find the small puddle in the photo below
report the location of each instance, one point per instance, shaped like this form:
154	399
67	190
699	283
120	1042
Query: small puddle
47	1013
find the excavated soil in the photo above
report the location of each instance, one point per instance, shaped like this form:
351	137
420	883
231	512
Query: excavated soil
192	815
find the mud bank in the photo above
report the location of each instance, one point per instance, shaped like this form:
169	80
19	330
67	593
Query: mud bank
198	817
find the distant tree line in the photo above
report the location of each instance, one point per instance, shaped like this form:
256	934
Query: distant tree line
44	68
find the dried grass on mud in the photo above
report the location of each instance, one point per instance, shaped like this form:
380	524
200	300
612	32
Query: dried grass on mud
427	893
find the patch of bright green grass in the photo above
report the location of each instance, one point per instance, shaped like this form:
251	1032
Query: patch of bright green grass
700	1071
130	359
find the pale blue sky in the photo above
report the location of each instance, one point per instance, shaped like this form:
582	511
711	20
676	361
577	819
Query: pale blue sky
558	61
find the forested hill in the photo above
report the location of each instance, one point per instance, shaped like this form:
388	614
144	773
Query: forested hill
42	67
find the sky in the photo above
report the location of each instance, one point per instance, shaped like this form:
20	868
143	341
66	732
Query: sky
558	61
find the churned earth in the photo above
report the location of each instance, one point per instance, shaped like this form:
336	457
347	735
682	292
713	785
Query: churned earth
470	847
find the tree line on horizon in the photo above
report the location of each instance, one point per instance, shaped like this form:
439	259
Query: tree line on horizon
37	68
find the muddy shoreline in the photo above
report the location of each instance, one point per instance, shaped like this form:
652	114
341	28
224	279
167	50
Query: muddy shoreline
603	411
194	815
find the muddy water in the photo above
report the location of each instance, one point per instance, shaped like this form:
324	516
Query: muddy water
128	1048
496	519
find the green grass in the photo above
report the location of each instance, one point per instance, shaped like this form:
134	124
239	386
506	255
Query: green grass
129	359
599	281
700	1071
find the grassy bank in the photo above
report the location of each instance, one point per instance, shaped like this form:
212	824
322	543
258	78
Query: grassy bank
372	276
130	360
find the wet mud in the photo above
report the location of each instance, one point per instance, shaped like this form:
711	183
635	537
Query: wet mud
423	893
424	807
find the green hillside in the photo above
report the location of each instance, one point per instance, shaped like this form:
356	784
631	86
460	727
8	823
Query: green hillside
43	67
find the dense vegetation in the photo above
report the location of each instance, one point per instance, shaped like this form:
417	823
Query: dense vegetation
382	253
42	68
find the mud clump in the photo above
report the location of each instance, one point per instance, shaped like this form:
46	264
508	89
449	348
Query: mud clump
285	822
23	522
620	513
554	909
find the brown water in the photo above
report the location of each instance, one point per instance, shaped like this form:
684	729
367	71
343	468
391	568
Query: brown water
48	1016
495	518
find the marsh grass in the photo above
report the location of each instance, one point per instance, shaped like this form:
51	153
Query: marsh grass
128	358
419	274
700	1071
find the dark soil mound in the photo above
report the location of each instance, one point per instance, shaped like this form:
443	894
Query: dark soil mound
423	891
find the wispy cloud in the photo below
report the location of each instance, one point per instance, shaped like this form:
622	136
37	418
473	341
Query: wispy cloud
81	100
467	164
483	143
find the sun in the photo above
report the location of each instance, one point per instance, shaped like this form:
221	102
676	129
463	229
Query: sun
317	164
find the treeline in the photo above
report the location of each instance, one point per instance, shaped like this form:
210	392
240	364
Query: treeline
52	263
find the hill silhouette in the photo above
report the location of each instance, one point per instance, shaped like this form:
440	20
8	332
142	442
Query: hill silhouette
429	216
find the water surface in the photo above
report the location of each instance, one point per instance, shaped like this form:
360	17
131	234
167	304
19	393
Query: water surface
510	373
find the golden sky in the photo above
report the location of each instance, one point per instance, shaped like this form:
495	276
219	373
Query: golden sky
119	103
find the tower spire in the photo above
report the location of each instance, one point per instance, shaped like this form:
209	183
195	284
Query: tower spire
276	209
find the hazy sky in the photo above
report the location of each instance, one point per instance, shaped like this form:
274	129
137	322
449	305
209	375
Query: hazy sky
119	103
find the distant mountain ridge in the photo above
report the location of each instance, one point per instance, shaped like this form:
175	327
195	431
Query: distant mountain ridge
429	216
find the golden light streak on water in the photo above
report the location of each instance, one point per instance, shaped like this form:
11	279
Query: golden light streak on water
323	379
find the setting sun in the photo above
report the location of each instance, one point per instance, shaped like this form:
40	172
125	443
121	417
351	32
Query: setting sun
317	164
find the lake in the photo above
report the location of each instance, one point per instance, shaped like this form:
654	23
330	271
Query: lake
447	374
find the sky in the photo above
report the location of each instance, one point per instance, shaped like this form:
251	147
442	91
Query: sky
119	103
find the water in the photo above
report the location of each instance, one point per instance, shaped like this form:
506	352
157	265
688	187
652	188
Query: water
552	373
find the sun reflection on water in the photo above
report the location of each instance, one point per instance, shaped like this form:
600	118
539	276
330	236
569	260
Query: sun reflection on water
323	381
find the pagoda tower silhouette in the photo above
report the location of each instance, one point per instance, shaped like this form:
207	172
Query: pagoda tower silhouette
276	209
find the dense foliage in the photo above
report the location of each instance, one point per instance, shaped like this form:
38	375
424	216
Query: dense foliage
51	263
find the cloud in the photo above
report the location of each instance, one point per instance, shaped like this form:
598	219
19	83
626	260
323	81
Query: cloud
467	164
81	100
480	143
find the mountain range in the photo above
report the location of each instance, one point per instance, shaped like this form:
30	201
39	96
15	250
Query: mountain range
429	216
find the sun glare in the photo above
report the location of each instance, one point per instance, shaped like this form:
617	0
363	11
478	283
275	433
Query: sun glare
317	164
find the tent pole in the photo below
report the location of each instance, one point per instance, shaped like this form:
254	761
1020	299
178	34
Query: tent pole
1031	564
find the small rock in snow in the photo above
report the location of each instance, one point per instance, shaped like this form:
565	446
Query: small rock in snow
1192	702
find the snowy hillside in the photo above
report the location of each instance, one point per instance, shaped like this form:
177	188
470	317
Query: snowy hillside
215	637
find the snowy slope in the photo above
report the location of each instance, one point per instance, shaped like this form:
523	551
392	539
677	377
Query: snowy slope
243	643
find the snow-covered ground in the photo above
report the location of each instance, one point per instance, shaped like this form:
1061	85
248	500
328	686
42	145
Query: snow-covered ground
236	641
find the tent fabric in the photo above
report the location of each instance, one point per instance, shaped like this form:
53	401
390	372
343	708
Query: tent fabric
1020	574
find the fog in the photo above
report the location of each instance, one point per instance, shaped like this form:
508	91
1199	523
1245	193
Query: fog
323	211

....

**GOAL OF THE EXERCISE**
Print the material verbatim, all of it.

**ANSWER**
find the small puddle in the photo below
report the location of each instance, one point per instance, shaped like this form:
154	399
67	190
699	283
120	1042
Query: small puddle
47	1013
find the excavated soil in the photo above
report the location of each instance, one point per instance, shaped like this form:
351	137
420	883
231	512
Query: excavated soil
192	815
find the mud bank in the photo above
report the location of each instance, one point per instance, shaped like this form:
169	80
19	330
67	593
Query: mud bank
198	817
find the distant tree line in the photo above
report the location of each instance, one point per instance, shaped like this form:
256	934
Query: distant tree line
44	68
find the dried grass on mud in the photo above
report the location of each instance, one point per instance, shaped like this form:
380	524
200	300
612	32
Query: dried grass on mud
427	893
find the patch of bright green grass in the photo above
report the location of each instance, one point per instance, shaped like this form:
251	1032
Query: patch of bright green grass
700	1071
130	359
find the pale blue sky in the photo above
report the location of each instance, one point per instance, shaped like this form:
582	511
711	20
676	361
577	819
Query: pale blue sky
558	61
find the forested hill in the photo above
report the location of each instance, one point per instance, shaped like this form:
388	614
144	773
Query: forested hill
42	67
find the sky in the photo above
report the location of each instance, one point per instance, shaped like this form:
20	868
143	341
66	732
Query: sky
558	61
find the churned earth in the photo above
report the location of each instance, one point per instance, shaped like this form:
336	457
347	735
682	292
713	785
Query: churned earth
470	847
find the tree line on horizon in the photo above
report the location of each instance, one point per instance, shaped like this form:
439	259
Query: tree line on horizon
37	68
find the muddy shoreline in the photo above
report the location of each instance, one point per instance, shaped like this form:
652	114
341	28
224	279
167	50
Query: muddy shoreline
603	411
194	815
find the muddy water in the photo above
report the location of each instance, one point per instance, shaped like this form:
324	516
Query: muddy water
128	1048
496	519
find the green grass in the photo above
report the location of each instance, one point per instance, shaped like this form:
134	124
239	386
506	255
Query: green grass
129	359
599	281
700	1071
find the grassy bank in the photo above
report the location of each instance, one point per instance, shaped like this form:
212	824
322	543
258	78
Query: grassy bank
372	276
130	360
find the wet mud in the photo above
report the location of each instance, one point per instance, shaped like this form:
711	183
635	537
Query: wet mud
423	893
424	807
find the green hillside in the photo above
report the location of each instance, one point per instance, shaped like this form:
356	784
631	86
460	727
8	823
Query: green hillside
43	67
find the dense vegetation in the photo above
report the location of each instance, one point per instance, shaped like this form:
417	823
Query: dense vegetation
382	253
42	68
find the mud clump in the photo above
report the location of each instance, one point per instance, shaped like this form:
46	264
508	89
449	348
Query: mud clump
285	822
23	522
620	513
554	909
find the brown water in the photo above
report the location of each instance, one point per instance, shaped like this form:
684	729
367	71
343	468
391	568
Query: brown water
48	1016
495	518
find the marsh grass in the photo above
report the location of each instance, one point per instance, shaped like this form:
51	153
Query: marsh grass
128	358
419	274
700	1071
find the dark soil mound in the photo above
report the location of each instance, one point per instance, shaped like this form:
443	894
Query: dark soil mound
423	891
find the wispy cloud in the photo below
report the location of each instance, one point per instance, shaped like this form:
622	136
37	418
473	341
Query: wispy cloud
81	100
467	164
483	143
find the sun in the photo above
report the location of each instance, one point per instance, shaped like this form:
221	102
676	129
463	229
Query: sun
317	164
find the treeline in the photo above
report the location of each instance, one point per instance, shaped like this form:
210	392
240	364
Query: treeline
52	263
find the hill silhouette in the photo above
report the location of each instance, one point per instance, shaped like this form:
440	20
8	332
142	442
Query: hill silhouette
429	216
find the water surface in the photo above
report the location of each instance, one point per instance, shaped like this form:
360	17
131	234
167	304
19	393
Query: water surface
510	373
find the golden sky in the photo above
report the location of each instance, one point per instance, shaped like this form:
495	276
219	373
Query: golden sky
119	103
find the tower spire in the photo above
report the location of each instance, one point per instance, shaped like this form:
209	183
195	284
Query: tower spire
276	209
find the hazy sky in the photo above
report the location of each instance, one point per instance, shaped like this form:
274	129
137	322
449	305
209	375
Query: hazy sky
119	103
find the distant mountain ridge in the photo above
report the location of each instance, one point per instance, shaped like this form:
175	327
195	431
Query: distant mountain ridge
429	216
find the golden light streak on water in the photo above
report the location of each instance, one point per instance, shaped like this form:
11	279
Query: golden light streak on water
323	379
find the setting sun in the photo above
report the location of each instance, one point per instance, shaped like this form:
40	172
125	443
121	417
351	32
Query: setting sun
317	164
find the lake in the photo above
report the location of each instance, one point per instance, shaped like this form:
654	23
330	271
Query: lake
447	374
find the sky in the photo above
report the location of each instance, one point per instance, shaped like this form:
251	147
442	91
Query: sky
119	103
find the water in the photo above
report the location of each instance, one point per instance, shaped like this form:
506	352
157	265
688	187
652	188
Query: water
552	373
find the sun reflection on water in the photo above
report the location of each instance, one point per instance, shaped like this form:
600	118
539	276
330	236
569	260
Query: sun reflection on water
323	381
find the pagoda tower silhouette in the photo above
report the location of each instance, one point per instance, shaped like this form:
207	172
Query: pagoda tower silhouette
276	209
find the dense foliage in the photo above
report the location of each instance, one point per instance, shaped like this form:
38	375
424	216
Query: dense foliage
51	263
find the cloud in the photo above
report the location of each instance, one point per instance, shaped like this form:
598	219
19	83
626	260
323	81
Query: cloud
467	164
81	100
480	143
find the mountain range in the photo above
report the location of each instance, one point per instance, shaped like this form:
30	201
39	96
15	250
Query: mountain range
429	216
find the sun glare in the photo above
report the location of each instance, one point per instance, shaped like this form:
617	0
363	11
478	283
275	433
Query: sun glare
317	164
find the tent pole in the photo below
report the location of each instance, one point per instance, shaped like this form:
254	761
1020	299
178	34
Query: tent pole
1031	564
find the small rock in snow in the photo above
report the location of each instance, one point per instance, shaped like this form:
565	446
Query: small rock in snow
1192	702
find the snowy hillside in the photo above
report the location of each instance, one point per instance, shaped like this form:
177	188
470	317
Query: snowy hillside
215	637
find the snowy slope in the photo above
report the location of each instance, one point per instance, shaped like this form:
523	551
392	539
677	377
Query: snowy slope
243	643
find the snow-covered ground in the photo above
report the location of each instance, one point per instance, shaped like this form:
1061	85
248	500
328	686
42	145
Query: snow-covered ground
236	641
find the tent fabric in the photo above
report the location of each instance, one point per instance, shaped like this form:
53	401
390	372
343	708
Query: tent fabric
1020	574
find the fog in the photo above
report the location of each instance, one point per instance, shaped like this form:
508	91
1199	523
1245	193
Query: fog
323	211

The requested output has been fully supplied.